_Tasks for this exercise_
(a) According to the RFC on strict OGR SQL quoting, in which GDAL version was this change implemented?
(b) List each field label in the header of the RFC on strict OGR SQL quoting, such as the one given before the author's name.
(c) Continue the RFC on strict OGR SQL quoting after its final sentence.

_Source text_
/---

RFC 52: Strict OGR SQL quoting
Author: Even Rouault
Contact: even dot rouault at spatialys dot com
Status: adopted, implemented in GDAL 2.0
This RFC proposes that OGR SQL enforces strict quoting rules for SQL literals and identifiers
Currently the OGR SQL engine deals indifferently with single quote characters (') and double quote characters ("), although they can be used in 2 different contexts :
- to specify string literals
- to specify column or table names (when they need quoting)
SQL 92 mandates that string literals are surrounded with single quote characters whereas quoted identifiers (column, table names) are surrounded with double quote charactes.

\---

_Stored rows_
/---

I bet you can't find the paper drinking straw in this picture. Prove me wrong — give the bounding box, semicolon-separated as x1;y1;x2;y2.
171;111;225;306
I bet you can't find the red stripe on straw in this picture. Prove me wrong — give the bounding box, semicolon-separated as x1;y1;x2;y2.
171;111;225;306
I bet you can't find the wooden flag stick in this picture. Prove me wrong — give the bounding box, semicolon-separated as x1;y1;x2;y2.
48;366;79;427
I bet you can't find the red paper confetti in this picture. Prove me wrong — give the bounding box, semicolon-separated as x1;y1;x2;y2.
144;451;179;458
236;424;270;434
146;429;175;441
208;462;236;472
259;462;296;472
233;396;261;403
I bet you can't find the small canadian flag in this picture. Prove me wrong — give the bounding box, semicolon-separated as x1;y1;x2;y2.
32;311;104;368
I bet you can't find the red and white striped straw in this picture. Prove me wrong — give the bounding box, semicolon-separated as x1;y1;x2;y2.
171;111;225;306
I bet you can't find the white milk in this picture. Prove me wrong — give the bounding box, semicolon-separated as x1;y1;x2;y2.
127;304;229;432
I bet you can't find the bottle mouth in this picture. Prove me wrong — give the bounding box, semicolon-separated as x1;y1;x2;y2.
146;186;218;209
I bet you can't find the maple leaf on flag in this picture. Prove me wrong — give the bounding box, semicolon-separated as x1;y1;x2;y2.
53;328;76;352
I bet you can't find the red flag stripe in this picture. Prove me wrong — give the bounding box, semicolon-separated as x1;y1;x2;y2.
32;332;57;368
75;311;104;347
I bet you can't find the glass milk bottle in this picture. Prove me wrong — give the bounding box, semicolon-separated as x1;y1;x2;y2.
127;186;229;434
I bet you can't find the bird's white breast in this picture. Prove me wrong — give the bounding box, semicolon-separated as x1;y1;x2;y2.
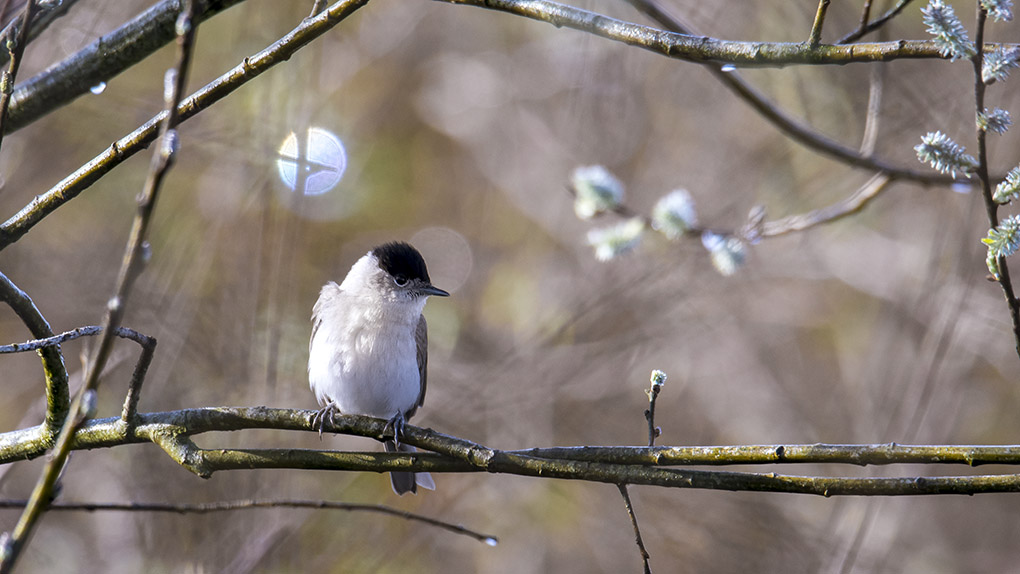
308;283;424;419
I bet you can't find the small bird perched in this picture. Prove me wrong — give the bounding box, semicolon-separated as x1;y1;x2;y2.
308;243;450;494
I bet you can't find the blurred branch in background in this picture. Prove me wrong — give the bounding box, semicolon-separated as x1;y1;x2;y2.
627;0;954;184
0;407;1020;497
0;0;205;573
0;500;499;545
0;0;368;250
0;0;250;133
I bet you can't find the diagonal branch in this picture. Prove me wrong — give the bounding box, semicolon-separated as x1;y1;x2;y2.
762;173;889;238
0;0;36;150
0;0;198;574
0;325;156;424
4;0;250;133
0;0;368;250
971;2;1020;356
438;0;1012;67
836;0;913;44
0;407;1020;497
0;273;70;438
627;0;954;184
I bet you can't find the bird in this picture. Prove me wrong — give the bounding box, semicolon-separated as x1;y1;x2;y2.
308;242;450;494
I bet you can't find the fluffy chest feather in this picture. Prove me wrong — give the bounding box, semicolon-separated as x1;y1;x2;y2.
308;284;423;419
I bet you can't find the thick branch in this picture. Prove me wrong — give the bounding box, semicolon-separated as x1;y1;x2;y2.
0;407;1020;495
439;0;1012;67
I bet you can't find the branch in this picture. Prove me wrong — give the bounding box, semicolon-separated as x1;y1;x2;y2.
438;0;1013;67
808;0;829;48
762;173;890;238
0;0;198;574
0;0;368;250
0;273;70;438
0;325;156;424
0;407;1020;497
0;499;499;546
0;0;36;149
836;0;913;44
627;0;954;185
4;0;250;133
971;2;1020;356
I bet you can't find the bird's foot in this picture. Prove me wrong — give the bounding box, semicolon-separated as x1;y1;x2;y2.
311;401;337;440
383;412;404;447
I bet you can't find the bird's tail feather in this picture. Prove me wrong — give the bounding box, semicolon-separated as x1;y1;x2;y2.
383;440;436;494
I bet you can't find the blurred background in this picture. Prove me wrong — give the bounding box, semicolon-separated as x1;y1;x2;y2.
0;0;1020;573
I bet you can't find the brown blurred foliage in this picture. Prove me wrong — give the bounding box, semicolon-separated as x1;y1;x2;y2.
0;0;1020;573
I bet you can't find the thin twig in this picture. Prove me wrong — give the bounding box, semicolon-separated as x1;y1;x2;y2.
616;0;954;185
971;2;1020;357
0;0;198;574
860;49;885;156
0;0;368;250
616;484;652;574
808;0;829;48
0;272;70;438
616;370;666;574
0;0;36;150
0;499;499;546
0;0;78;70
836;0;912;44
645;371;666;447
0;0;244;132
762;173;891;238
308;0;326;18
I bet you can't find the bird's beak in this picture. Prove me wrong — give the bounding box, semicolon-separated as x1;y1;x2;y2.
418;284;450;297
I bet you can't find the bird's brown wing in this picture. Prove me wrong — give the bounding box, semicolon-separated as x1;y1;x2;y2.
405;315;428;418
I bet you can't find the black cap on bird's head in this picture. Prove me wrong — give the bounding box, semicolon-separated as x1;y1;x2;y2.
371;242;450;297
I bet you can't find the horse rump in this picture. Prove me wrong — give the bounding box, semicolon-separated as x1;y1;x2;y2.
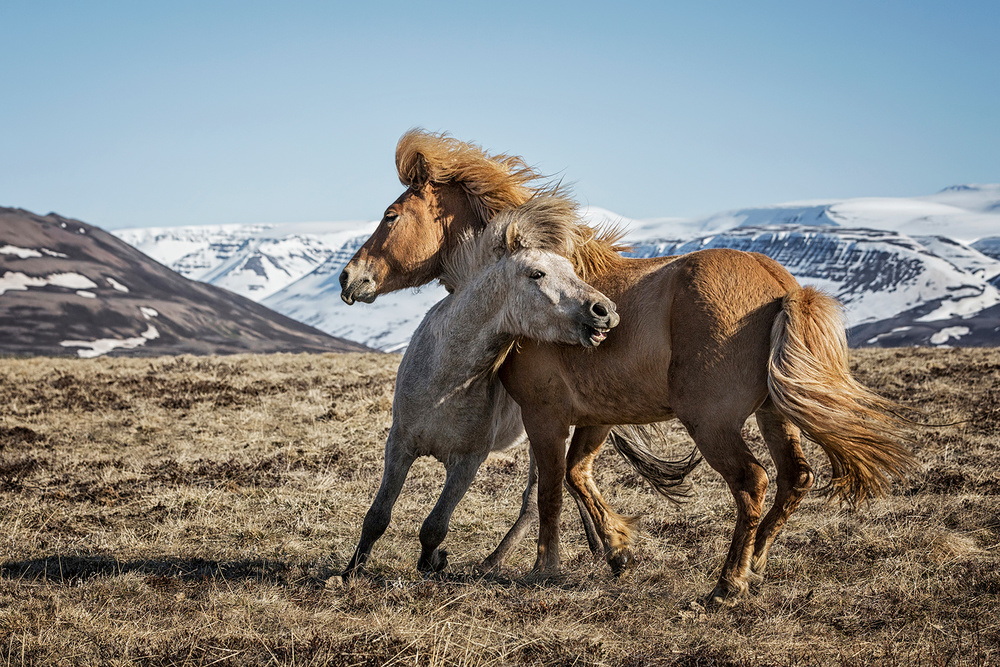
767;287;917;503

\---

_Outputs for the tasks_
(a) GDAL 2.0

(b) Author, Contact, Status

(c)
<delimited identifier> ::= <double quote> <delimited identifier body> <double quote> <character string literal> ::= <quote> [ <character representation> ... ] <quote>
Current OGR behaviour is generally fine, except in some situations when specifying columns in a SELECT statement or in a WHERE expression. The OGR SQL engine tries to determine the intent with the following rule : if the quoted string matches a column name, then it is assumed to be a column identifier, otherwise a string litteral. But sometimes (see http://trac.osgeo.org/gdal/ticket/5428), there are situations where filters such as "MyField?" = 'MYFIELD' are needed, and currently they always evaluate to TRUE.
To avoid any ambiguities and more conformant to SQL, string literals should be single-quoted, and identifiers (column/table names) unquoted or surrounded by double-quote charachter if conflicting with reserved keywords.
Implementation will be done by Even Rouault (Spatialys).
The proposed implementation lies in the "rfc52_stricter_sql" branch of the https://github.com/rouault/gdal2/tree/rfc52_stricter_sql repository.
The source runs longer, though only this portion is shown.